原文:
──────────

GLShaderManager		shaderManager;			// 着色器管理器
GLMatrixStack		modelViewMatrix;		// 模型视图矩阵
GLMatrixStack		projectionMatrix;		// 投影矩阵
GLFrustum			viewFrustum;			// 视景体
GLGeometryTransform	transformPipeline;		// 几何图形变换管道

GLTriangleBatch		torusBatch;             // 花托批处理
GLBatch				floorBatch;             // 地板批处理

//**2、定义公转球的批处理(公转自转)**
GLTriangleBatch     sphereBatch;            //球批处理

//**3、角色帧 照相机角色帧(全局照相机实例)
GLFrame             cameraFrame;

//**5、添加纹理
//纹理标记数组
GLuint uiTextures[3];

bool LoadTGATexture(const char *szFileName, GLenum minFilter, GLenum magFilter, GLenum wrapMode)
{

    GLbyte *pBits;
    int nWidth, nHeight, nComponents;
    GLenum eFormat;
    
    //1.读取纹理数据
    pBits = gltReadTGABits(szFileName, &nWidth, &nHeight, &nComponents, &eFormat);
    if(pBits == NULL)
        return false;
    
    //2、设置纹理参数
    //参数1:纹理维度
    //参数2:为S/T坐标设置模式
    //参数3:wrapMode,环绕模式
    glTexParameteri(GL_TEXTURE_2D, GL_TEXTURE_WRAP_S, wrapMode);
    glTexParameteri(GL_TEXTURE_2D, GL_TEXTURE_WRAP_T, wrapMode);
    
    //参数1:纹理维度
    //参数2:线性过滤
    //参数3:wrapMode,环绕模式
    glTexParameteri(GL_TEXTURE_2D, GL_TEXTURE_MIN_FILTER, minFilter);
    glTexParameteri(GL_TEXTURE_2D, GL_TEXTURE_MAG_FILTER, magFilter);
    
    //3.载入纹理
    //参数1:纹理维度
    //参数2:mip贴图层次
    //参数3:纹理单元存储的颜色成分(从读取像素图是获得)-将内部参数nComponents改为了通用压缩纹理格式GL_COMPRESSED_RGB
    //参数4:加载纹理宽
    //参数5:加载纹理高
    //参数6:加载纹理的深度
    //参数7:像素数据的数据类型(GL_UNSIGNED_BYTE,每个颜色分量都是一个8位无符号整数)

──────────

所示数据:
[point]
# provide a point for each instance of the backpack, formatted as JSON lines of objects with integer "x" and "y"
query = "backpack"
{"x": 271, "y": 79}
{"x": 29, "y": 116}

──────────

任务:
**A)** 在这段OpenGL纹理代码中，函数LoadTGATexture的函数体里声明了哪些局部变量？请全部列出。
**B)** 请从这段OpenGL纹理代码的最后一行之后接着往下写。
这些数据取自其他来源。

各题答案:
**A)** pBits、nWidth、nHeight、nComponents、eFormat

**B)**
    //参数8:指向纹理图像数据的指针
    glTexImage2D(GL_TEXTURE_2D, 0, GL_COMPRESSED_RGB, nWidth, nHeight, 0,
                 eFormat, GL_UNSIGNED_BYTE, pBits);
    
    //使用完毕释放pBits
    free(pBits);
    
    //只有minFilter 等于以下四种模式,才可以生成Mip贴图
    //GL_NEAREST_MIPMAP_NEAREST具有非常好的性能,并且闪烁现象非常弱
    //GL_LINEAR_MIPMAP_NEAREST常常用于对游戏进行加速,它使用了高质量的线性过滤器
    //GL_LINEAR_MIPMAP_LINEAR 和GL_NEAREST_MIPMAP_LINEAR 过滤器在Mip层之间执行了一些额外的插值,以消除他们之间的过滤痕迹。
    //GL_LINEAR_MIPMAP_LINEAR 三线性Mip贴图。纹理过滤的黄金准则,具有最高的精度。
    if(minFilter == GL_LINEAR_MIPMAP_LINEAR ||
       minFilter == GL_LINEAR_MIPMAP_NEAREST ||
       minFilter == GL_NEAREST_MIPMAP_LINEAR ||
       minFilter == GL_NEAREST_MIPMAP_NEAREST)
    //4.加载Mip,纹理生成所有的Mip层
    //参数:GL_TEXTURE_1D、GL_TEXTURE_2D、GL_TEXTURE_3D
    glGenerateMipmap(GL_TEXTURE_2D);
    
    
    return true;
}



void SetupRC()
{
    //1.设置清屏颜色到颜色缓存区
    glClearColor(0.0f, 0.0f, 0.0f, 1.0f);
    
    //2.初始化着色器管理器
    shaderManager.InitializeStockShaders();
    
    //3.开启深度测试/背面剔除
    glEnable(GL_DEPTH_TEST);
    glEnable(GL_CULL_FACE);

    //4.设置大球球
    gltMakeSphere(torusBatch, 0.4f, 40, 80);
    
    //5.设置小球(公转自转)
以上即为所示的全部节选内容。